Article content Recent election campaigns have featured the summary dismissal of nominated candidates, usually because some untoward social media post or previously unknown interview from the past surfaced. Or was surfaced by rivals. Newly embarrassing candidates can be dropped within the hour.

The combination of undemocratic powers reposed in party leaders and the immediacy of digital communication provides an interesting electioneering sideshow. Who’s out today? This past week, six candidates were dropped — four Conservatives and two Liberals. The BBC’s Yes, Prime Minister had the hapless PM fretting over losing a second minister from his cabinet.



Sir Humphrey, the cabinet secretary, quoted, after a fashion, Oscar Wilde: “To lose one minister may be regarded as a misfortune; to lose two looks like carelessness.” The leader of the opposition lost four in one week, which is likely some sort of record. Even though Pierre Poilievre was playing whack-a-mole, the focus was rightly on Liberal Leader Mark Carney, who lost his candidate in the Toronto-area riding of Markham-Unionville, incumbent MP Paul Chiang, in a perplexing episode .

Carney defended Chiang on Monday morning, only to accept his resignation Monday night. During the day the National Post had reported that the RCMP was looking into Chiang. It was no mere sideshow, but touched upon Chiang’s disposition toward the significant issue of foreign interference in our elections.

In January, talking to Chinese-language media, Chiang spoke about Joe Tay, who was seeking the Conservative nomination to challenge Chiang, but who is now the Tory candidate in the Toronto riding of Don Valley North. Tay emigrated from Hong Kong to Canada, and had operated a YouTube channel criticizing Beijing’s human rights abuses in his homeland. Tay was then charged under China’s totalitarian security law, which criminalizes basic democratic liberties.

The Chinese government has a HK$1-million bounty (C$184,000) on Tay. Chiang noted that if someone wanted to deliver Tay to the Chinese consulate in Toronto, they could collect the cash. When the comments came to light, Chiang apologized personally to Tay and declared his regret to all and sundry — to the public, to Carney, to the nation, and perhaps even to President Xi Jinping.

Given the new normal for expendable backbenchers, everyone expected Chiang to be kicked to the curb. Inexplicably, on Monday morning, Carney stood by him, saying, “He has my confidence.” That confidence wilted in the subsequent hours.

The episode demonstrated an uncomfortable truth. Canada’s business elite has been soft on Chinese tyranny for generations. Carney comes from that world.

That does confer a certain valuable expertise and experience, and he has criticized Poilievre for being a career politician, who was first elected an MP in 2004 at age 25. Regarding China though, a career in populist politics is an advantage. Prime ministers Pierre Trudeau, Brian Mulroney, Jean Chrétien, Paul Martin and Justin Trudeau all pursued a soft-on-China policy , acting as reliable advocates for the Chinese business interests of the Desmarais family of Montreal.

◆ ◆ ◆ ◆

__TASK ITEM A__. Count the lines in the entries below that contain the string "rough", treating case as significant, and reply with only that number.

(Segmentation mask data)
◆ ◆ ◆ ◆

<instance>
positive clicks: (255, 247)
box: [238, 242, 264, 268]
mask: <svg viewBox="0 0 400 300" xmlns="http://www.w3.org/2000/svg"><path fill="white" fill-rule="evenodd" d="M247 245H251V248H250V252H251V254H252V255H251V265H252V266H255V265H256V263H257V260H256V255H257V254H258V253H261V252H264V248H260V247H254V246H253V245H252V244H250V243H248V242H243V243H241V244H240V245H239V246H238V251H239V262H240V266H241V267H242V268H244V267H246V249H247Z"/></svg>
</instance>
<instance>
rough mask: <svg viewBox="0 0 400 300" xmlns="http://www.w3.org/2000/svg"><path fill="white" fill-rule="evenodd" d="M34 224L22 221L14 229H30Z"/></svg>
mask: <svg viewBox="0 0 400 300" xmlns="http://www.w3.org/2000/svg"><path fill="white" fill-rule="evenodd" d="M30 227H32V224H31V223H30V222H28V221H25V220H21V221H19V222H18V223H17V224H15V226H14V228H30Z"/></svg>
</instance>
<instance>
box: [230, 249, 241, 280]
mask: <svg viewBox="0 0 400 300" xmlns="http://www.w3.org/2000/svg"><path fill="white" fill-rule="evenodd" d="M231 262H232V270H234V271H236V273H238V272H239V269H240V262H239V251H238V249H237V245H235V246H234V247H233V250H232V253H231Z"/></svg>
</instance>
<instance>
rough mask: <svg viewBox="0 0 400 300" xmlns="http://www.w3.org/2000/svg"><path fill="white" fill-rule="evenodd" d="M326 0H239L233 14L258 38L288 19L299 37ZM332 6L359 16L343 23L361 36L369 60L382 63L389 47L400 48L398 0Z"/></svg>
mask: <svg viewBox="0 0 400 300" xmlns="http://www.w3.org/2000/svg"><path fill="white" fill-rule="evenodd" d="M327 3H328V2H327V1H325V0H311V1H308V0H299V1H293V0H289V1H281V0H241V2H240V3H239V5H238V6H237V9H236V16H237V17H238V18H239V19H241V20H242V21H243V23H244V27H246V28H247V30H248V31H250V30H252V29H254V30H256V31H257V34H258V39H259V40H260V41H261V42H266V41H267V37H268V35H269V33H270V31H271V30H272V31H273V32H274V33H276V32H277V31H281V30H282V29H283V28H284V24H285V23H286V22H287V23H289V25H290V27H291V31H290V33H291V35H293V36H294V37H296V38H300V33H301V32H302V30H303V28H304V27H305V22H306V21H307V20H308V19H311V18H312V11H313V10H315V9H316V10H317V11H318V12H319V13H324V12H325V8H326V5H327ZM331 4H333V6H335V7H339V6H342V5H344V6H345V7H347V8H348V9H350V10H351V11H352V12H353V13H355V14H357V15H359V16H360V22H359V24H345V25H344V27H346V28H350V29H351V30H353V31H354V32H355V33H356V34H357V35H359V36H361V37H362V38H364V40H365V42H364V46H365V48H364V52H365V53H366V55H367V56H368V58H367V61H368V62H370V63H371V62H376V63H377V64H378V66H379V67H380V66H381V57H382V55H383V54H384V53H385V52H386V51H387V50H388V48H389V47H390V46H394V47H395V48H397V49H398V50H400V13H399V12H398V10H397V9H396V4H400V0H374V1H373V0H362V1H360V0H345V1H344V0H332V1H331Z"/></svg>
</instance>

◆ ◆ ◆ ◆

__TASK ITEM B__. From the commentary above, reproduce word for word the part that opens with the words containing "Given the new" and closes with "from that world.".

__WRITTEN ANSWER A__. 2

__WRITTEN ANSWER B__.
Given the new normal for expendable backbenchers, everyone expected Chiang to be kicked to the curb. Inexplicably, on Monday morning, Carney stood by him, saying, “He has my confidence.” That confidence wilted in the subsequent hours.

The episode demonstrated an uncomfortable truth. Canada’s business elite has been soft on Chinese tyranny for generations. Carney comes from that world.